--- Records to use Enclosed Below ---
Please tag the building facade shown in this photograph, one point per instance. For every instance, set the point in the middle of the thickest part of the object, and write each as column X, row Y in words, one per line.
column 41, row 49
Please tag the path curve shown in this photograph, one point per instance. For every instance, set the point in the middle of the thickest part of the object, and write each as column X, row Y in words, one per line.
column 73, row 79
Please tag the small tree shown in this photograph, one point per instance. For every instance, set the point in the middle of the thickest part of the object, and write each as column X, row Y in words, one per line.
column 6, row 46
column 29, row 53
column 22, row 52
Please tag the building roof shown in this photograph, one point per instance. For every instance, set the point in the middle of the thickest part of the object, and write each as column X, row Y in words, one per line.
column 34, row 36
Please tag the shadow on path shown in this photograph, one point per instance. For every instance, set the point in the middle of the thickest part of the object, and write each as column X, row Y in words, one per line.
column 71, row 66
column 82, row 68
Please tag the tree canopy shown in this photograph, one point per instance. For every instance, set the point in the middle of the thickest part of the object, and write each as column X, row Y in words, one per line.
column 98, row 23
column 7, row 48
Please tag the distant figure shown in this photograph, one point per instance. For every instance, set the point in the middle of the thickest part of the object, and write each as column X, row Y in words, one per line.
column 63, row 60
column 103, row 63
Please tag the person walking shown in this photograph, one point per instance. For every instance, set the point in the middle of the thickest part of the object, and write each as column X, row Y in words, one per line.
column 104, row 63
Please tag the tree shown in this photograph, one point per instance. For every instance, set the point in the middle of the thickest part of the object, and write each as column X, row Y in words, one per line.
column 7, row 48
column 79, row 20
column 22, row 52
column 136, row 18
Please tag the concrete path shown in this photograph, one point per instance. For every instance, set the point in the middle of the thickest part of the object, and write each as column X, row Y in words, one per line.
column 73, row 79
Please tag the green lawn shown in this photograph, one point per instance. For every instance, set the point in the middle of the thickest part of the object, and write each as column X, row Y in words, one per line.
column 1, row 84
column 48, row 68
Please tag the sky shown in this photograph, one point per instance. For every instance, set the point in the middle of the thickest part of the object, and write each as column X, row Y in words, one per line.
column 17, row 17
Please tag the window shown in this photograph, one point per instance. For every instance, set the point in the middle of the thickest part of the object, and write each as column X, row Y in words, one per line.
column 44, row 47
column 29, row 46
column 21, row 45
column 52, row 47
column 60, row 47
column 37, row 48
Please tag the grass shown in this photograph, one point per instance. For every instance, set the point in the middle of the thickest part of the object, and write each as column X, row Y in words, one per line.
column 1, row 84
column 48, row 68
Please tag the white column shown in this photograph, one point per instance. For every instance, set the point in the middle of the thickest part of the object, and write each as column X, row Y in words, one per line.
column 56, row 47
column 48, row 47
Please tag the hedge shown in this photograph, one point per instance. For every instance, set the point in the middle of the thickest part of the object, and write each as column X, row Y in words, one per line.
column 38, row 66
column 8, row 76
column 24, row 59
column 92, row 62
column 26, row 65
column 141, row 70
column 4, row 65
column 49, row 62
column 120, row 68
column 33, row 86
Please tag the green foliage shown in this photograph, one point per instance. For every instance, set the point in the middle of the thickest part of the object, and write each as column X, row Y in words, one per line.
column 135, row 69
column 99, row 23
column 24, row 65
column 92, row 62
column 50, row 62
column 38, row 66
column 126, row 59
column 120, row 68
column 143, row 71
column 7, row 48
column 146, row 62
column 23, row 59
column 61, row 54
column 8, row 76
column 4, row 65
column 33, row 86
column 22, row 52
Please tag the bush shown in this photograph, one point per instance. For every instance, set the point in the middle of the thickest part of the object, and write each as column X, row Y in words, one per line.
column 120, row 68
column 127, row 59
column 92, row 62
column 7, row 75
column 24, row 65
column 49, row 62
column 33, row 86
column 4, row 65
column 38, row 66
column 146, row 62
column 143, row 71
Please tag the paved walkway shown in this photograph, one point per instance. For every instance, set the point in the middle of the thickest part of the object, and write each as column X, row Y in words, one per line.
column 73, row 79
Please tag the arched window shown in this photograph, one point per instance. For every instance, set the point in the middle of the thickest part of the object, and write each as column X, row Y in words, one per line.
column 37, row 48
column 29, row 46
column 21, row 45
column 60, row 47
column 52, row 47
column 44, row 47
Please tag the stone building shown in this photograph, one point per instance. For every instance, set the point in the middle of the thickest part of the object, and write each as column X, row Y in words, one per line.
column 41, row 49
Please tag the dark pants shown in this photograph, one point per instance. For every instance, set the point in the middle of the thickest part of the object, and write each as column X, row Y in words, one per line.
--- End of Enclosed Records to use ---
__Work item__.
Write out every entry again so that each line matches the original exactly.

__Answer to the problem__.
Please tag the building facade shown in this photograph, one point per instance. For every instance, set the point in the middle of the thickest part of the object, and write each as column X, row Y in words, one per line.
column 41, row 49
Please tag the path curve shown in this photograph, one point per instance. For every instance, set the point in the middle of the thickest part of the object, and write each as column X, row Y in words, one per line.
column 73, row 79
Please tag the small tree shown in this photograph, one point per instance. For every instance, set the point in the middle of the thickest part of the object, and write each as column X, row Y in words, one per line.
column 6, row 46
column 29, row 53
column 22, row 52
Please tag the building roof shown in this photograph, one point per instance. For every instance, set the point in the middle of the thickest part of the object, and write each as column X, row Y in words, one per line.
column 34, row 36
Please tag the shadow on path shown in this photograph, one point per instance. For every instance, set the point in the middle of the thickest part of the object, and write each as column X, row Y in words, one per line.
column 71, row 66
column 82, row 68
Please tag the tree canopy shown in this photograph, one point per instance. For every instance, set the point in the middle of the thickest part of the object, and write each as column X, row Y in words, one per line.
column 98, row 23
column 7, row 48
Please tag the distant figure shown in this photograph, one point per instance. For every instance, set the point in the middle of the thickest part of the object, and write each as column X, row Y in words, one per line.
column 63, row 60
column 103, row 63
Please tag the person walking shown in this photograph, one point per instance. For every instance, set the point in the middle of the thickest part of the object, and write each as column X, row Y in words, one per line.
column 104, row 63
Please tag the tree shown in this photograph, one point per instance. For every instance, set the point in the middle of the thickest part of the object, and write each as column X, row Y in words, one per line.
column 7, row 48
column 79, row 20
column 22, row 52
column 136, row 18
Please tag the concrete path shown in this photograph, one point per instance. For every instance, set the point in the middle of the thickest part of the object, and write each as column X, row Y in words, one per line.
column 73, row 79
Please tag the green lawn shown in this photograph, one point per instance. For every instance, set the point in the middle of the thickest part of the object, and write each as column X, row Y in words, one per line.
column 1, row 84
column 48, row 68
Please tag the sky shown in this photograph, one point per instance. For every instance, set the point in the middle of the thickest part of the object, and write each as column X, row Y in words, one per line.
column 17, row 17
Please tag the window shown in this photograph, one point per instance. For every instance, set the point in the middle of the thickest part of the object, and write each as column X, row Y in words, one per line.
column 44, row 47
column 29, row 46
column 21, row 45
column 52, row 47
column 60, row 47
column 37, row 48
Please tag the grass shown in this photograph, one point per instance. For every instance, set the point in the middle of the thickest part of the object, and write each as column X, row Y in words, one per line.
column 1, row 84
column 48, row 68
Please tag the white column shown in this photograph, one point per instance. For every instance, set the point in the middle of the thickest part of the object, and write each as column X, row Y in words, one per line.
column 56, row 47
column 48, row 47
Please tag the hedge shown in this photograph, one point per instance. For every instance, set the point in the middle of the thickest part of the object, and write each as column X, row Y in words, one per line.
column 38, row 66
column 8, row 76
column 24, row 59
column 92, row 62
column 26, row 65
column 141, row 70
column 4, row 65
column 49, row 62
column 120, row 68
column 33, row 86
Please tag the green foliage shown in this photograph, one point per instance. For every instance, set the point in the middle of the thickest part of the object, and write each as column X, row Y in words, one per line.
column 135, row 69
column 99, row 23
column 24, row 65
column 92, row 62
column 50, row 62
column 38, row 66
column 126, row 59
column 120, row 68
column 143, row 71
column 7, row 48
column 146, row 62
column 23, row 59
column 61, row 54
column 8, row 76
column 4, row 65
column 33, row 86
column 22, row 52
Please tag the bush shown in this photograph, one point per instance. For every instance, set the point in the middle of the thickest part of the object, and write each as column X, row Y in words, one per line.
column 120, row 68
column 127, row 59
column 92, row 62
column 7, row 75
column 24, row 65
column 49, row 62
column 33, row 86
column 4, row 65
column 38, row 66
column 146, row 62
column 143, row 71
Please tag the paved walkway shown in this photograph, one point per instance. For every instance, set the point in the middle of the thickest part of the object, and write each as column X, row Y in words, one per line.
column 73, row 79
Please tag the arched window shown in this photograph, one point per instance. For every instance, set the point in the middle of the thickest part of the object, and write each as column X, row Y in words, one per line.
column 37, row 48
column 29, row 46
column 21, row 45
column 60, row 47
column 52, row 47
column 44, row 47
Please tag the stone building shown in this photograph, one point per instance. For every instance, set the point in the middle of the thickest part of the object, and write each as column X, row Y in words, one per line.
column 41, row 49
Please tag the dark pants shown in this photograph, one point per instance. For every instance, set the point in the middle of the thickest part of the object, and write each as column X, row Y in words, one per line.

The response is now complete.